◆ **Location identification entries**
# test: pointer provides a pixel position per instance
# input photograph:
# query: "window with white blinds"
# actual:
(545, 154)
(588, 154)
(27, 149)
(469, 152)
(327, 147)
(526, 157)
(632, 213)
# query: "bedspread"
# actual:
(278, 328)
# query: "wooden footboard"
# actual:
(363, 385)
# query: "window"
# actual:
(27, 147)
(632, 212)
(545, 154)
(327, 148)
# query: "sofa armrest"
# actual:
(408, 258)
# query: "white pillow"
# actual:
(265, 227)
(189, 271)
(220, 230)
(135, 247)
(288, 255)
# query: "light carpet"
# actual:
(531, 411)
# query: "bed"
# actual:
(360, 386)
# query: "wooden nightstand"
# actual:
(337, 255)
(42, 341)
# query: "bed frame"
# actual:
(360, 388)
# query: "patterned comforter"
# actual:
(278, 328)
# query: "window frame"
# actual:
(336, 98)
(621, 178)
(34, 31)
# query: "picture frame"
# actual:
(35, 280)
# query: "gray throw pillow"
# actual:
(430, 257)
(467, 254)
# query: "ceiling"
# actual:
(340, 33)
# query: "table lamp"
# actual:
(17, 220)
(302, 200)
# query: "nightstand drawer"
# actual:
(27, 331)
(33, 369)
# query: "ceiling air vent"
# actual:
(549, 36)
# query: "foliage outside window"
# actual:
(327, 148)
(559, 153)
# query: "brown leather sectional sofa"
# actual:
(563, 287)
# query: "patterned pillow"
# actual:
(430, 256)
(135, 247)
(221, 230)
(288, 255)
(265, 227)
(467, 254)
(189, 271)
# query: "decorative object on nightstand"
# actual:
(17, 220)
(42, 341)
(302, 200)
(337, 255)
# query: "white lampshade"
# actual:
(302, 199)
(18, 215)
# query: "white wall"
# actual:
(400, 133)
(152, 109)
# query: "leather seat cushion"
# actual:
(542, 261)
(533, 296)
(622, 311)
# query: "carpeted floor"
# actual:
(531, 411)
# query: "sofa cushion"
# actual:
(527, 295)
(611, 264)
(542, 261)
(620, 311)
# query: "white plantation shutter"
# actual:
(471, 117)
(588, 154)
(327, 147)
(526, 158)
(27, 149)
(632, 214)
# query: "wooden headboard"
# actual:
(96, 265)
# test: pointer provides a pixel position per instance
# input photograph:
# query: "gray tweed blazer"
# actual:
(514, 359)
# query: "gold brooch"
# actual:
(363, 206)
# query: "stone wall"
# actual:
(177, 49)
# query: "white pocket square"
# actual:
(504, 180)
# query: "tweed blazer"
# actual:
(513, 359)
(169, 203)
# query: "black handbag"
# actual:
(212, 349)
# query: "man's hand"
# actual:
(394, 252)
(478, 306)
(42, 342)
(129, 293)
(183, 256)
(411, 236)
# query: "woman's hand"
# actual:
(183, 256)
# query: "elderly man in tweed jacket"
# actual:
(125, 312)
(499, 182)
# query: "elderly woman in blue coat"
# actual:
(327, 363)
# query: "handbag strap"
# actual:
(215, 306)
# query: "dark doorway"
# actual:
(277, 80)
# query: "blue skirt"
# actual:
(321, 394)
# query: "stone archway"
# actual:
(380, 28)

◆ **WHAT THIS TASK INVOLVES**
Reproduce all of the entries word for word.

◆ **FINAL RESULT**
# test: pointer provides a pixel position per instance
# input photograph:
# query: "window with white blinds"
# actual:
(545, 154)
(588, 154)
(27, 149)
(469, 152)
(327, 147)
(526, 157)
(632, 213)
# query: "bedspread"
# actual:
(278, 328)
# query: "wooden footboard"
# actual:
(363, 385)
# query: "window"
# actual:
(27, 147)
(632, 212)
(545, 154)
(327, 148)
# query: "sofa armrest"
# actual:
(408, 258)
# query: "white pillow"
# actual:
(265, 227)
(189, 271)
(220, 230)
(135, 247)
(288, 255)
# query: "light carpet"
# actual:
(531, 411)
# query: "bed"
# actual:
(360, 386)
# query: "wooden nightstand"
# actual:
(337, 255)
(42, 341)
# query: "bed frame"
# actual:
(360, 388)
# query: "patterned comforter"
# actual:
(278, 328)
# query: "window frame"
# actual:
(336, 98)
(621, 178)
(34, 31)
# query: "picture frame"
# actual:
(35, 280)
# query: "gray throw pillow"
# actual:
(430, 257)
(467, 254)
# query: "ceiling"
# actual:
(340, 33)
# query: "table lamp"
# actual:
(17, 220)
(302, 200)
# query: "nightstand drawer"
# actual:
(27, 331)
(33, 369)
# query: "ceiling air vent"
# actual:
(549, 36)
# query: "foliage outside window"
# actual:
(327, 148)
(559, 153)
# query: "brown leather sectional sofa"
# actual:
(563, 287)
# query: "patterned pillow"
# actual:
(430, 256)
(135, 247)
(221, 230)
(288, 255)
(265, 227)
(467, 254)
(189, 271)
# query: "decorative object on nightstand"
# actual:
(17, 220)
(42, 341)
(302, 200)
(337, 255)
# query: "white lampshade"
# actual:
(302, 199)
(18, 215)
# query: "white wall"
# actual:
(400, 133)
(152, 109)
# query: "leather seat cushion"
# actual:
(542, 261)
(533, 296)
(622, 311)
# query: "carpeted floor"
# actual:
(531, 411)
# query: "sofa cushion"
# actual:
(527, 295)
(611, 264)
(542, 261)
(620, 311)
# query: "white plantation shutter"
# actual:
(471, 117)
(588, 154)
(327, 147)
(526, 158)
(27, 149)
(632, 214)
# query: "wooden headboard"
# actual:
(96, 265)
# test: pointer provides a pixel position per instance
# input photograph:
# query: "gray tweed blazer"
# actual:
(514, 359)
# query: "gold brooch"
# actual:
(363, 206)
# query: "stone wall"
# actual:
(177, 49)
# query: "white pocket square"
# actual:
(504, 180)
# query: "tweed blazer"
# actual:
(513, 359)
(169, 203)
# query: "black handbag"
# actual:
(212, 349)
# query: "man's hand"
# actual:
(394, 252)
(478, 306)
(42, 342)
(129, 293)
(183, 256)
(411, 236)
# query: "woman's hand"
# actual:
(183, 256)
# query: "elderly man in tweed jacket"
# actual:
(125, 312)
(499, 182)
# query: "elderly woman in blue coat"
# actual:
(327, 363)
# query: "handbag strap"
# actual:
(215, 306)
# query: "dark doorway"
# actual:
(277, 80)
# query: "blue skirt"
# actual:
(321, 394)
# query: "stone archway"
# actual:
(380, 28)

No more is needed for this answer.